:: SHORT TASK A ::
From the Tragic Theater article, repeat word for word the part that opens with the words containing "Tragic Theater is" and closes with "her project there.".
:: SHORT TASK B ::
Name every actor mentioned in the Tragic Theater article.

:: ARTICLE ::
Tragic Theater is a 2015 Filipino supernatural horror film based on the book of the same name written by G.M. Coronel, starring Andi Eigenmann, Christopher De Leon and John Estrada. It was released on January 8, 2015, by Viva Films.

Plot 
Many years ago, a group of construction workers were building a theater when the ceiling collapsed; many survived, but more than a hundred men died when the ceiling fell upon them. They were buried beneath the theater.

Annie (Andi Eigenmann), an engineer, wants to consult a group of exorcists and spirit mediums led by a priest (John Estrada) to help her gather information about an old theater with a dark past before she starts her project there.

:: RAW DATA ::

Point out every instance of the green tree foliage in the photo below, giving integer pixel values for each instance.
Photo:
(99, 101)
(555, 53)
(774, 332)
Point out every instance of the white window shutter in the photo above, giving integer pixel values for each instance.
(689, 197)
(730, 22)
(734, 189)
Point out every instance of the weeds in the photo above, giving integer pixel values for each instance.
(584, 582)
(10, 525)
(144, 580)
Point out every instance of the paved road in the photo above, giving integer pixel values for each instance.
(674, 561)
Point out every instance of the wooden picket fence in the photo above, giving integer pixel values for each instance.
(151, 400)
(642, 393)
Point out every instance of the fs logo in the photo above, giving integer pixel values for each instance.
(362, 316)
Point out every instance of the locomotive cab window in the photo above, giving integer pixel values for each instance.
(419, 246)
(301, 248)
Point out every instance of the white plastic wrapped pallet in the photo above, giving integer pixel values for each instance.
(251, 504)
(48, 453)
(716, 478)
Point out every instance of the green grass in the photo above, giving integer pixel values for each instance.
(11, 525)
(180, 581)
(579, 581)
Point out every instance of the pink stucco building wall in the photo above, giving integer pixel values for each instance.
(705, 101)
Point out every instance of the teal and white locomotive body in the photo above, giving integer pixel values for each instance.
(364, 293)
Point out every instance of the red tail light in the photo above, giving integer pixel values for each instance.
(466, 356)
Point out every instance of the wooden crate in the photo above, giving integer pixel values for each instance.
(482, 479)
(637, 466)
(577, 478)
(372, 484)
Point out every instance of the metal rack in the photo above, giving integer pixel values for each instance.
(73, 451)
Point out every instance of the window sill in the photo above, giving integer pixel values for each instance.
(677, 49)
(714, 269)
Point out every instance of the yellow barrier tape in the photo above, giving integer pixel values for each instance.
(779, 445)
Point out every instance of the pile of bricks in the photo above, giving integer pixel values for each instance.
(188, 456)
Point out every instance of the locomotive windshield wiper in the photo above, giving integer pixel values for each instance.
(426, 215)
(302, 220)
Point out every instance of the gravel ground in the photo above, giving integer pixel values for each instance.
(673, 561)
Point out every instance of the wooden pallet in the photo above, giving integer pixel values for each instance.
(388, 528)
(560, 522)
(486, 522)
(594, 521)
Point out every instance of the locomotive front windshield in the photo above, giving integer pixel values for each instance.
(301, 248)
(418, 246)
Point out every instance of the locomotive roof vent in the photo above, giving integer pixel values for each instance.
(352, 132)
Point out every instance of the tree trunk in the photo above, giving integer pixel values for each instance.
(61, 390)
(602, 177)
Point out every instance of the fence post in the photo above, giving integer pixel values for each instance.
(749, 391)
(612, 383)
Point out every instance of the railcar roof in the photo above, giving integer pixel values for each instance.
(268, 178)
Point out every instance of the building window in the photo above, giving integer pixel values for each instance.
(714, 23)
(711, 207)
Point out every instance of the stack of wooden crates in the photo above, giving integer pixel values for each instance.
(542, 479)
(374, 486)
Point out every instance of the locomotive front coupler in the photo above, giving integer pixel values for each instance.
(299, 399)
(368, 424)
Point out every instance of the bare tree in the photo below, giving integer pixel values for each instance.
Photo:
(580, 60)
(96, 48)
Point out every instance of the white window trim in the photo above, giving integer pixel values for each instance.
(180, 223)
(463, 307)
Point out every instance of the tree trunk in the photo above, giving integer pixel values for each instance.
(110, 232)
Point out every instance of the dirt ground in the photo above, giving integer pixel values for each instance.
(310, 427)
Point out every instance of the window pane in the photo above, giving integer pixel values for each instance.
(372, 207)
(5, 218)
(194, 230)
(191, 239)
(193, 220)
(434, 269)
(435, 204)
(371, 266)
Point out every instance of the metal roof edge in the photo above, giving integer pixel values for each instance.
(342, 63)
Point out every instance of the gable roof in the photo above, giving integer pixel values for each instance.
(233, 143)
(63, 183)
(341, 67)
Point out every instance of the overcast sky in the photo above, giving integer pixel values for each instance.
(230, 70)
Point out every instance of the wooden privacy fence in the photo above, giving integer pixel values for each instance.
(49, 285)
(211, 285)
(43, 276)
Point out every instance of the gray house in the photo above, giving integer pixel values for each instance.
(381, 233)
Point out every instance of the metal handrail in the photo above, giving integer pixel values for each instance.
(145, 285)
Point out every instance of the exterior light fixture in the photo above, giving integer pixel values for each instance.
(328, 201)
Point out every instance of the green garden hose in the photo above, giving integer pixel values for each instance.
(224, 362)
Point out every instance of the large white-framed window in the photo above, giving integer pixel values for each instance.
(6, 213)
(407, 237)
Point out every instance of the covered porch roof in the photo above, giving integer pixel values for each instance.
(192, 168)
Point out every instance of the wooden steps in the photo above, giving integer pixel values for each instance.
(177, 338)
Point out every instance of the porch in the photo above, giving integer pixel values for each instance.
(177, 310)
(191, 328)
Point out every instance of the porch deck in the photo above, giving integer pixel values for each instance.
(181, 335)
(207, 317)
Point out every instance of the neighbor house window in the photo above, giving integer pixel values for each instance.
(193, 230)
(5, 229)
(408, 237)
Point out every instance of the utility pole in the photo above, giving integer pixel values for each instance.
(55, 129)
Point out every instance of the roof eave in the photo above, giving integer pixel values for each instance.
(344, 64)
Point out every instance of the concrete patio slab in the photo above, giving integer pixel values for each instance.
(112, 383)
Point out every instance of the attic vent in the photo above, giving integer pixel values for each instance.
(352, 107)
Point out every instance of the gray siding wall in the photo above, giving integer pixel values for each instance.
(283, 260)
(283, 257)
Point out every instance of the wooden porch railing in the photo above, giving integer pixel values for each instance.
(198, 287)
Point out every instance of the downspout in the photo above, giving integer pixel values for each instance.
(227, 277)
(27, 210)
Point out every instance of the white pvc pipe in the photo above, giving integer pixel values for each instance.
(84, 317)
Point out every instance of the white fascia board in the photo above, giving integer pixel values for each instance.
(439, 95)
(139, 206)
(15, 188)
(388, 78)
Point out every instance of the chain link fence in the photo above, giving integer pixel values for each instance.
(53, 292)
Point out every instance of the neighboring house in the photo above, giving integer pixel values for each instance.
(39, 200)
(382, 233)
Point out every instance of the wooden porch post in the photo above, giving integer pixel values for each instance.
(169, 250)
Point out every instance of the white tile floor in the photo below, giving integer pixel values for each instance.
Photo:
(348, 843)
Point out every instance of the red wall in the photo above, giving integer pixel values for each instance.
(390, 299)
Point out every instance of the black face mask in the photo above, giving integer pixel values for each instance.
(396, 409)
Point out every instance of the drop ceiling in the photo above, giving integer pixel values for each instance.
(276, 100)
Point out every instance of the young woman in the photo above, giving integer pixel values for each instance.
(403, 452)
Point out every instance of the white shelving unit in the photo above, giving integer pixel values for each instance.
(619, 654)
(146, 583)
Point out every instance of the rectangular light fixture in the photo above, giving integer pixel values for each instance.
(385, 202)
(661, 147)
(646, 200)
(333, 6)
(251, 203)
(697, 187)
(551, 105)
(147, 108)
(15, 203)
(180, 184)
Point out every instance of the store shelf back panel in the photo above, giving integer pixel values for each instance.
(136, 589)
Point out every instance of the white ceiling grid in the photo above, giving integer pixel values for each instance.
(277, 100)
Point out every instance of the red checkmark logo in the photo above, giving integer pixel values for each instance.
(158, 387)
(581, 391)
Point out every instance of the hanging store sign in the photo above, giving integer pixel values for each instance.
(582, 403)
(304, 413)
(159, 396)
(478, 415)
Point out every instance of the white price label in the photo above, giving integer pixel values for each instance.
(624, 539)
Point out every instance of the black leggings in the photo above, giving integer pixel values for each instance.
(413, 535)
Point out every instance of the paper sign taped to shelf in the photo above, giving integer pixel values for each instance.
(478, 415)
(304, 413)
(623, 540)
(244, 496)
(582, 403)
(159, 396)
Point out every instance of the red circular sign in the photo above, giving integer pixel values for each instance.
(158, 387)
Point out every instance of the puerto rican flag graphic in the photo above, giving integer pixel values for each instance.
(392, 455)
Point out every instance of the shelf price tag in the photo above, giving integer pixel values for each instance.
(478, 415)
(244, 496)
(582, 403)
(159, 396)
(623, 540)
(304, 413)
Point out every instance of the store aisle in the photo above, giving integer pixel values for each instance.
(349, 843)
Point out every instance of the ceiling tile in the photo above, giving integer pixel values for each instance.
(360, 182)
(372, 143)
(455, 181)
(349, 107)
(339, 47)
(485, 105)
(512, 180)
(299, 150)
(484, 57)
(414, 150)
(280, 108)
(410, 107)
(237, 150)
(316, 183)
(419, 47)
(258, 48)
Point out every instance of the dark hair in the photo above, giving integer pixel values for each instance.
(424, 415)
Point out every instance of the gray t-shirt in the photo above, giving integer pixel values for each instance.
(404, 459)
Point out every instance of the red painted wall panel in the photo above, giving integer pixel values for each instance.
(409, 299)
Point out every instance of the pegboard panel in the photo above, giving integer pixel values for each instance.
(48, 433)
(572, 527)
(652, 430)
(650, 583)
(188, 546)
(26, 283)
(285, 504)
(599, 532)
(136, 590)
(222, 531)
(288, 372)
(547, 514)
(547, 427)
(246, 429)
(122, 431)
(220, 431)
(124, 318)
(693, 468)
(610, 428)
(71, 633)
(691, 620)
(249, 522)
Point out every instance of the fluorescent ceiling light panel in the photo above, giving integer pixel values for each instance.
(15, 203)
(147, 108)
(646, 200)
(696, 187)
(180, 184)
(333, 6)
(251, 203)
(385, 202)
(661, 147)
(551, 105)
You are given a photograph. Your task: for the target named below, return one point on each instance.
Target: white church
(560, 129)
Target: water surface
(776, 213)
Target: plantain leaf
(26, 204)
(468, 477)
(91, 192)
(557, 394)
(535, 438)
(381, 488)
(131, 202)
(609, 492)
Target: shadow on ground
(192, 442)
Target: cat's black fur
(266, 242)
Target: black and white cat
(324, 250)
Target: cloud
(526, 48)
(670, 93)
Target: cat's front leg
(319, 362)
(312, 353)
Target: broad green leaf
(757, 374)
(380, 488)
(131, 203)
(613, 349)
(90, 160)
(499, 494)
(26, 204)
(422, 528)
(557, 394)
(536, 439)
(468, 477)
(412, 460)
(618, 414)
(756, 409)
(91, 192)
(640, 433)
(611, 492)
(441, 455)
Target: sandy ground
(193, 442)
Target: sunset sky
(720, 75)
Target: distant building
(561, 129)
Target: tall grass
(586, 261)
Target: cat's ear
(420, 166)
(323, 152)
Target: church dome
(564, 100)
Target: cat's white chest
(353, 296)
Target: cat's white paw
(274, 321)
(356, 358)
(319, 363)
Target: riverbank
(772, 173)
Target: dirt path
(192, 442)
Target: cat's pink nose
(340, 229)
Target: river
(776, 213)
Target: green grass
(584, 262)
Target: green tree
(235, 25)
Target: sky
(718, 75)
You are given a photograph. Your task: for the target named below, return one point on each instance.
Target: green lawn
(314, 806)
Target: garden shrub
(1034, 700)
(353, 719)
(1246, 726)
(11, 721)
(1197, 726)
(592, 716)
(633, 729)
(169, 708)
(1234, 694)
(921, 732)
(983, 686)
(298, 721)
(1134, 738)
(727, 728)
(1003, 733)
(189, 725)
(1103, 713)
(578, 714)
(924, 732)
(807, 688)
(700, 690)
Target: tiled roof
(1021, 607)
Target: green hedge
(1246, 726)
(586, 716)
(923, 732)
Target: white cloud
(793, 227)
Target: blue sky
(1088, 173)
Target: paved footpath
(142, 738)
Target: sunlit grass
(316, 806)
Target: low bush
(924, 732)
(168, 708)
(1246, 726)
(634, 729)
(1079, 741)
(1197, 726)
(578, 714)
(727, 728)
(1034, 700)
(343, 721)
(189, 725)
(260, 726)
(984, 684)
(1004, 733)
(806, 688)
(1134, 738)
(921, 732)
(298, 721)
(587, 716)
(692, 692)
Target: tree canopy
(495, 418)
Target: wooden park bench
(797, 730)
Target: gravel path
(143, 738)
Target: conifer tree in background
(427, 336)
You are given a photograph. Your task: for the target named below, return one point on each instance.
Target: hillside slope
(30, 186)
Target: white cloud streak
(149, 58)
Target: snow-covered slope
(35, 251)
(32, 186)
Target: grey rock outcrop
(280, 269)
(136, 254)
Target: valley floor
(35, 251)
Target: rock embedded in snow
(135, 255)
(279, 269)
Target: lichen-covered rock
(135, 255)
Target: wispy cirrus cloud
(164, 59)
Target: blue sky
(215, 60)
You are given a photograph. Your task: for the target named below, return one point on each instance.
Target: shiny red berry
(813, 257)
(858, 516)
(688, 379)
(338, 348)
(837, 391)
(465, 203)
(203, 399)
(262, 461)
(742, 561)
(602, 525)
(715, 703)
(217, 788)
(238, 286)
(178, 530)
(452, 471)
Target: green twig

:: TASK OUTPUT A ::
Tragic Theater is a 2015 Filipino supernatural horror film based on the book of the same name written by G.M. Coronel, starring Andi Eigenmann, Christopher De Leon and John Estrada. It was released on January 8, 2015, by Viva Films.

Plot 
Many years ago, a group of construction workers were building a theater when the ceiling collapsed; many survived, but more than a hundred men died when the ceiling fell upon them. They were buried beneath the theater.

Annie (Andi Eigenmann), an engineer, wants to consult a group of exorcists and spirit mediums led by a priest (John Estrada) to help her gather information about an old theater with a dark past before she starts her project there.

:: TASK OUTPUT B ::
Andi Eigenmann, Christopher De Leon, John Estrada